▶ [Text segment]:

········

Hosting a Windows service - service

I'd like to host a Windows service application using e.g. Azure on AWS. I know I can modify my application to be an Azure worker role. Can I do the same thing with AWS or is there a better hosting provider. My application uses a database preferably SQL Server.

AWS is an IaaS - Infrastructure as a service, you can very much take a Windows Server 2008 R2 - EC2 instance and treat it as your own laptop or computer or server(just take RD) and deploy your windows service.
Regarding the DB, you can install SQL Server or MySql in the same instance (if you are fine with performance) or put the DB server in a separate EC2 instance. If you are worried about adding more EC2 instances, RDS is also an option available.

Since the AWS AMI (Amazon Machine Image) is a standard Windows 2008 operating system (various editions) you can create and deploy a Windows service as you normally would - and in the .NET world, Windows Service is still the way to go. Azure worker roles only work in Windows Azure.

········

▶ [Record set]:
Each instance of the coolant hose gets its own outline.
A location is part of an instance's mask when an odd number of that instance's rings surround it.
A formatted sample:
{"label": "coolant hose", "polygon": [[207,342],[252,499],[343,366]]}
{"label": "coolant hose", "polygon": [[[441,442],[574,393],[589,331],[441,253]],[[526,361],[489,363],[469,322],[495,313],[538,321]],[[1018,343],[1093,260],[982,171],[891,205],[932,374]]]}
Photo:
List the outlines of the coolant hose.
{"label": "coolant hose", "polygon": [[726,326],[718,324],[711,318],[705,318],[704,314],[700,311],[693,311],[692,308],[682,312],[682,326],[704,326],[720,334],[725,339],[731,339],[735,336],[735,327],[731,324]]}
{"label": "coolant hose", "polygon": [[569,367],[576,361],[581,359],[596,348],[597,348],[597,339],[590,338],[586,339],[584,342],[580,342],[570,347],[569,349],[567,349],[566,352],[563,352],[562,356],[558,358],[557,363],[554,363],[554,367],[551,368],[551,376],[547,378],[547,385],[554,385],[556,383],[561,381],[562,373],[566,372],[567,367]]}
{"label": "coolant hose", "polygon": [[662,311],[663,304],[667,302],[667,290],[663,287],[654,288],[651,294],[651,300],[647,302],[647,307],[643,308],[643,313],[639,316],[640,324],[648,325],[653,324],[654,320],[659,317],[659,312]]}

········

▶ [Exercise instructions]:
A: Please swap "laptop" for "workstation" in the Windows service hosting text, starting at the words "Hosting a Windows" and ending after "an option available.".
B: Output every line of the records as a numbered list, omitting blank lines.
The Windows service hosting text and the records have separate origins.

▶ [The results]:
A:
Hosting a Windows service - service

I'd like to host a Windows service application using e.g. Azure on AWS. I know I can modify my application to be an Azure worker role. Can I do the same thing with AWS or is there a better hosting provider. My application uses a database preferably SQL Server.

AWS is an IaaS - Infrastructure as a service, you can very much take a Windows Server 2008 R2 - EC2 instance and treat it as your own workstation or computer or server(just take RD) and deploy your windows service.
Regarding the DB, you can install SQL Server or MySql in the same instance (if you are fine with performance) or put the DB server in a separate EC2 instance. If you are worried about adding more EC2 instances, RDS is also an option available.

B:
1. Each instance of the coolant hose gets its own outline.
2. A location is part of an instance's mask when an odd number of that instance's rings surround it.
3. A formatted sample:
4. {"label": "coolant hose", "polygon": [[207,342],[252,499],[343,366]]}
5. {"label": "coolant hose", "polygon": [[[441,442],[574,393],[589,331],[441,253]],[[526,361],[489,363],[469,322],[495,313],[538,321]],[[1018,343],[1093,260],[982,171],[891,205],[932,374]]]}
6. Photo:
7. List the outlines of the coolant hose.
8. {"label": "coolant hose", "polygon": [[726,326],[718,324],[711,318],[705,318],[704,314],[700,311],[693,311],[692,308],[682,312],[682,326],[704,326],[720,334],[725,339],[731,339],[735,336],[735,327],[731,324]]}
9. {"label": "coolant hose", "polygon": [[569,367],[576,361],[581,359],[596,348],[597,348],[597,339],[590,338],[586,339],[584,342],[580,342],[570,347],[569,349],[567,349],[566,352],[563,352],[562,356],[558,358],[557,363],[554,363],[554,367],[551,368],[551,376],[547,378],[547,385],[554,385],[556,383],[561,381],[562,373],[566,372],[567,367]]}
10. {"label": "coolant hose", "polygon": [[662,311],[663,304],[667,302],[667,290],[663,287],[654,288],[651,294],[651,300],[647,302],[647,307],[643,308],[643,313],[639,316],[640,324],[648,325],[653,324],[654,320],[659,317],[659,312]]}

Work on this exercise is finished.